Zum Hauptinhalt springen

Folgen von "Ibiza", Teil II

Von Walter Hämmerle

Leitartikel
© WZ

Ein Jahr nach "Ibiza" ist Strache zurück - und die unabhängigen Medien stecken in einer Existenzkrise.


Man kann nicht sagen, dass der Jahrestag der Veröffentlichung des "Ibiza"-Videos für den ehemaligen Hauptdarsteller schlecht gelaufen wäre: Heinz-Christian Strache fand sein Bild auf dem Sonntagscover der "Krone", er war Gast in der abendlichen Talkrunde des ORF, und auch sonst war der gefallene Vizekanzler und FPÖ-Obmann in sämtlichen Medien und auf allen Kanälen - auch in der "Wiener Zeitung".

Ob es Strache schwer getroffen hat, wie ausnahmslos alle hart über ihn geurteilt und ihm die moralische Eignung zum politischen Verantwortungsträger abgesprochen haben, ist nicht überliefert. Höchstens ein klein wenig; viel wichtiger wird ihm gewesen sein, dass alle immer noch über ihn und sehr viele wieder mit ihm reden. Was da gesagt wird, muss ihn nach bekannter postmoderner Medientheorien nicht wirklich kümmern: Hauptsache zurück in den Schlagzeilen! Und die Folgen der Corona-Pandemie mit neuer Massenarbeitslosigkeit und Pleitwellen versorgt womöglich ausgerechnet die abgehalfterten Dem-Volk-nach-dem-Mund-Gröler mit neuer politischer Energie.

Im Vergleich dazu ist in den vergangenen zwölf Monaten das wirtschaftliche Fundament der unabhängigen Medien sehr viel schneller gealtert. Was die Digitalisierung schleichend, aber hartnäckig erledigt hat, beschleunigt die Pandemie im "Warp-Tempo", um es mit Donald Trump zu formulieren. Ausgerechnet in einer Zeit, in der Nachfrage und Bedarf nach verlässlichen Informationen und kritischer Auseinandersetzung hoch wie nie sind, gerät die wirtschaftliche Situation der Medienhäuser in eine immer steilere Schieflage.

**ZU ERLEDIGENDE AUFGABE**: Schreiben Sie bitte den Abschnitt im Ausgangstext von „Zum Hauptinhalt springen“ bis einschließlich „in einer Existenzkrise.“ wortgetreu ab.

**EXTRAHIERTE DATEN**:
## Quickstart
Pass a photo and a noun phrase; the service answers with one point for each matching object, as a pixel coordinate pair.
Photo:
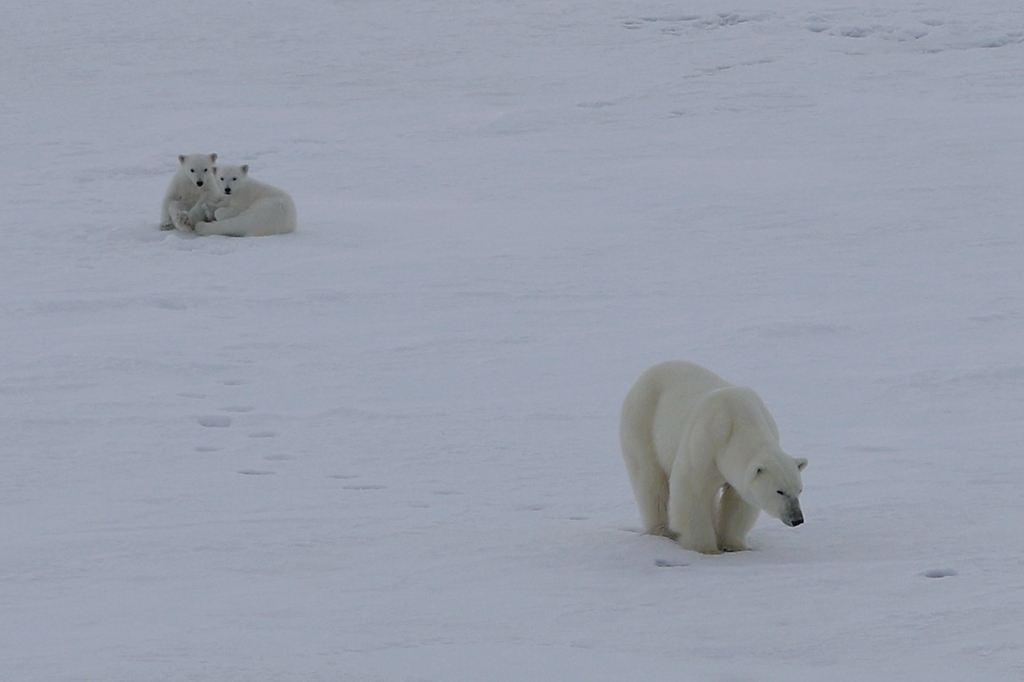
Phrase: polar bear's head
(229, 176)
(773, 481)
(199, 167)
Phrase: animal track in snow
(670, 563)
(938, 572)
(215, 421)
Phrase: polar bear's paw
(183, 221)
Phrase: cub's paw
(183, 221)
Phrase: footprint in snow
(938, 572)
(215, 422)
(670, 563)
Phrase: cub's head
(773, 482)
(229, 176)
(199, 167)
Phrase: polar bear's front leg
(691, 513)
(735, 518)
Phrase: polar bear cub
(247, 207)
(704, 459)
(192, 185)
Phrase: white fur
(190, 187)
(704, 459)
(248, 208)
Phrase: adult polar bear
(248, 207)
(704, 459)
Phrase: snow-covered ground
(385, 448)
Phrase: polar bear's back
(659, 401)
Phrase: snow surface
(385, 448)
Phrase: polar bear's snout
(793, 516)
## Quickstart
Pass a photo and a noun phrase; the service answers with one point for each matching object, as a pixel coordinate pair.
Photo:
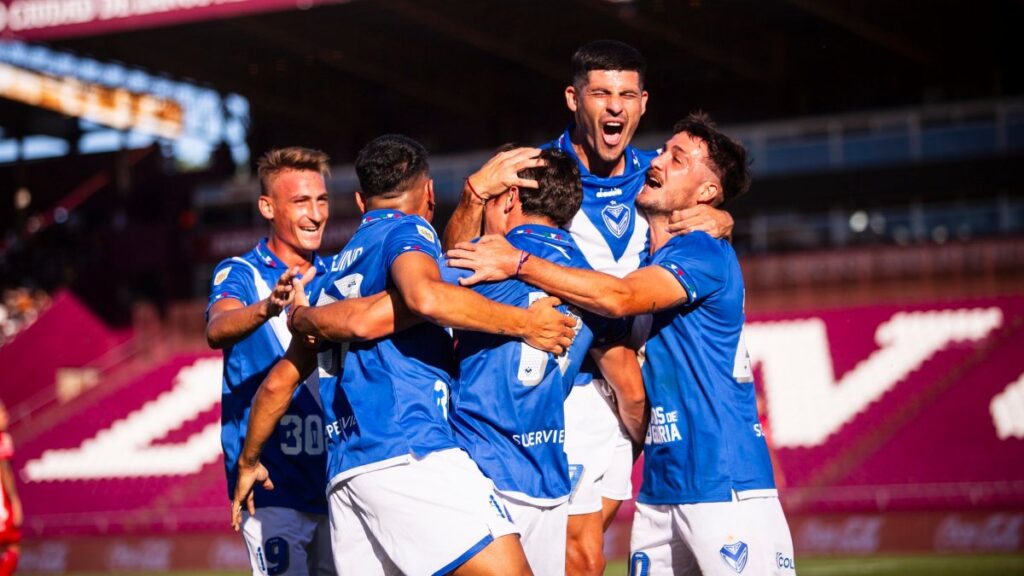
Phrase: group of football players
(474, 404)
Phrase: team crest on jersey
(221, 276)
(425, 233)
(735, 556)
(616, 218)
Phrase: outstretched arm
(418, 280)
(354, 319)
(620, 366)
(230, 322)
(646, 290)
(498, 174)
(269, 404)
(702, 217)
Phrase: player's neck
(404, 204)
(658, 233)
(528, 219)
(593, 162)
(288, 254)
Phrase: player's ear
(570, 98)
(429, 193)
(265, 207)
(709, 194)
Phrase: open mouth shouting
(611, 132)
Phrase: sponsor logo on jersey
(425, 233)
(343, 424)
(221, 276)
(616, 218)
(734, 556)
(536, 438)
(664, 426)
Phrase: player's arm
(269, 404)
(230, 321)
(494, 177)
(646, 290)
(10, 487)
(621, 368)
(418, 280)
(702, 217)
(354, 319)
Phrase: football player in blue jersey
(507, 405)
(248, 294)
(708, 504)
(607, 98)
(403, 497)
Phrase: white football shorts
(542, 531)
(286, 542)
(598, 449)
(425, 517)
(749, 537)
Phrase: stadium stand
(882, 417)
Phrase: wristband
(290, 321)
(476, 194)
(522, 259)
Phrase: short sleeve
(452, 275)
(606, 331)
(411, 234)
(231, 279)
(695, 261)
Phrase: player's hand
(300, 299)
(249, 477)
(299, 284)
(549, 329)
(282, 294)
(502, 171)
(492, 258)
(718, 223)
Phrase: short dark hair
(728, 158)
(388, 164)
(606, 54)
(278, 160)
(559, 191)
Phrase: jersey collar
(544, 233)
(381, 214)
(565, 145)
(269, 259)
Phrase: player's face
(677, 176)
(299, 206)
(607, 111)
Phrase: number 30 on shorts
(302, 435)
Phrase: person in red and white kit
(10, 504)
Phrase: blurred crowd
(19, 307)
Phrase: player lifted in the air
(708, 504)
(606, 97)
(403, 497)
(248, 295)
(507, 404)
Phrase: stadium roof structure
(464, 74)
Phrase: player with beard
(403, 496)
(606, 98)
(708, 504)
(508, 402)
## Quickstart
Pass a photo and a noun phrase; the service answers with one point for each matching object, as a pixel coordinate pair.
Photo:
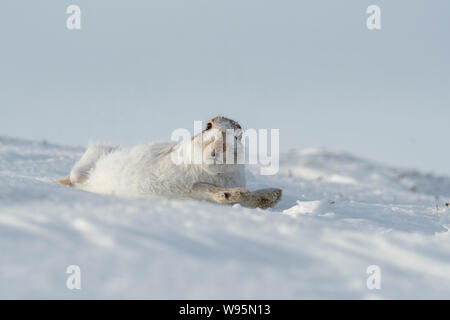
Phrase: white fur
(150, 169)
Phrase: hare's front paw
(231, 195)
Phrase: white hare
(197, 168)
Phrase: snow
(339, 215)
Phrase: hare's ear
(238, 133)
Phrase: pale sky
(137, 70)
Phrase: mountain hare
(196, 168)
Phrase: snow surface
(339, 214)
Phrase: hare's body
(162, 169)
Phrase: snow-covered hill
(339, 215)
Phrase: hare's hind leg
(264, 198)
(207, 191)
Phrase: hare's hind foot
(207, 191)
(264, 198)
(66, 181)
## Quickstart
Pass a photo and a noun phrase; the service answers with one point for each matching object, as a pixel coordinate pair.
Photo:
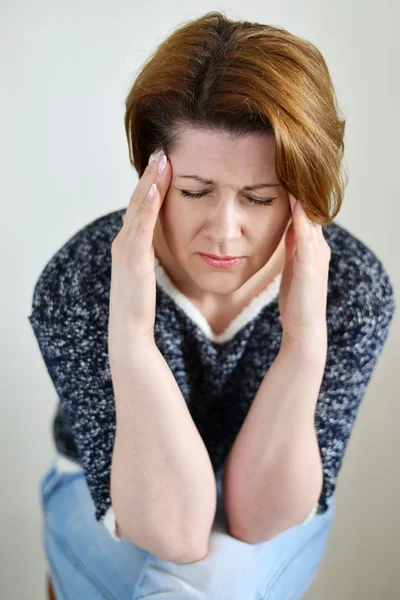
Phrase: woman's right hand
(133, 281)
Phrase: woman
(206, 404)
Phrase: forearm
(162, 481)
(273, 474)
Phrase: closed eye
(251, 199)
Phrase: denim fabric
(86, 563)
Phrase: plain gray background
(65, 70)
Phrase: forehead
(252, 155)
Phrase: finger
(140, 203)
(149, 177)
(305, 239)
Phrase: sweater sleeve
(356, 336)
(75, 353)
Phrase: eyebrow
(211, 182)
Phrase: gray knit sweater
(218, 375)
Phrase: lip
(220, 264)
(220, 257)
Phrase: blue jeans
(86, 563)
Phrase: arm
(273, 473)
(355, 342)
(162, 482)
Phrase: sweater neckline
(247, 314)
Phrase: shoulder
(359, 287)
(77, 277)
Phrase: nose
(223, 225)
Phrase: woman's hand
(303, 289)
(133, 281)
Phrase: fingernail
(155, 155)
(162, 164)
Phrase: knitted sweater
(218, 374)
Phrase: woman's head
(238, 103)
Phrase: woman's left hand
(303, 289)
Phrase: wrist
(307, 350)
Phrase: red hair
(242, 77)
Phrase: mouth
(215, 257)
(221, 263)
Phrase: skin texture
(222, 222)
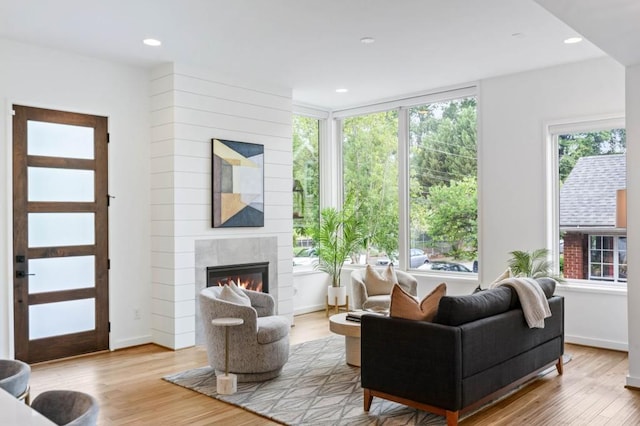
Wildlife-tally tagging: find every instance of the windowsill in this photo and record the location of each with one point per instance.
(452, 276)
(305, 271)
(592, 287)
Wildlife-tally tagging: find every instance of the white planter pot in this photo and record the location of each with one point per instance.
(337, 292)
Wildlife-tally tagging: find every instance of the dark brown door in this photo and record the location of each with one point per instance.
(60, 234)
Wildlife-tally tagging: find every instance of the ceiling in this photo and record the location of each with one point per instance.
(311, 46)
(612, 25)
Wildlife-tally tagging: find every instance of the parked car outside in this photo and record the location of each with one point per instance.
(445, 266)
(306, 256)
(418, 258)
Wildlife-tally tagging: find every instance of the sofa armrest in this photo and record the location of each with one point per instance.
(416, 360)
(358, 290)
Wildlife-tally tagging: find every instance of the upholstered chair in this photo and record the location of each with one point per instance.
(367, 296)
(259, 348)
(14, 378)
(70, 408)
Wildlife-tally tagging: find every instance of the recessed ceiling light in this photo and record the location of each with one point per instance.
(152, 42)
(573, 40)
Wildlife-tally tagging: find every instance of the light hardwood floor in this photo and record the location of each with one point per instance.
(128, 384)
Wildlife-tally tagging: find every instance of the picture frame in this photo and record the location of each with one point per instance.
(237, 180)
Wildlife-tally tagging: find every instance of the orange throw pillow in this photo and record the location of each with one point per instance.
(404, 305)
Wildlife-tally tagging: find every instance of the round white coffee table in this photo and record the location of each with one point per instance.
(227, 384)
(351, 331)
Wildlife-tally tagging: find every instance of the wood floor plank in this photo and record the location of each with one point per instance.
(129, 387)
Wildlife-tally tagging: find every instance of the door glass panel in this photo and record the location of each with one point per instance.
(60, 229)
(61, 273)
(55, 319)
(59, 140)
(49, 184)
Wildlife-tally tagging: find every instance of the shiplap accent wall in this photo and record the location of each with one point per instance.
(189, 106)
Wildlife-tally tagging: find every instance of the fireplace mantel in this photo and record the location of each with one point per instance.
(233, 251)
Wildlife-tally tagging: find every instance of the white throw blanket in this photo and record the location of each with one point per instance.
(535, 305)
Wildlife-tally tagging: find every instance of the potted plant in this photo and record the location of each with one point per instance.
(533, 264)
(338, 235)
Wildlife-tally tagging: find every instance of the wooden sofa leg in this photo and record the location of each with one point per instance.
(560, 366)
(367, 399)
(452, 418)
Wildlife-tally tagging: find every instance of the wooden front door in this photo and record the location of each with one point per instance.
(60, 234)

**IHRE LÖSUNG**:
Zum Hauptinhalt springen

Folgen von "Ibiza", Teil II

Von Walter Hämmerle

Leitartikel
© WZ

Ein Jahr nach "Ibiza" ist Strache zurück - und die unabhängigen Medien stecken in einer Existenzkrise.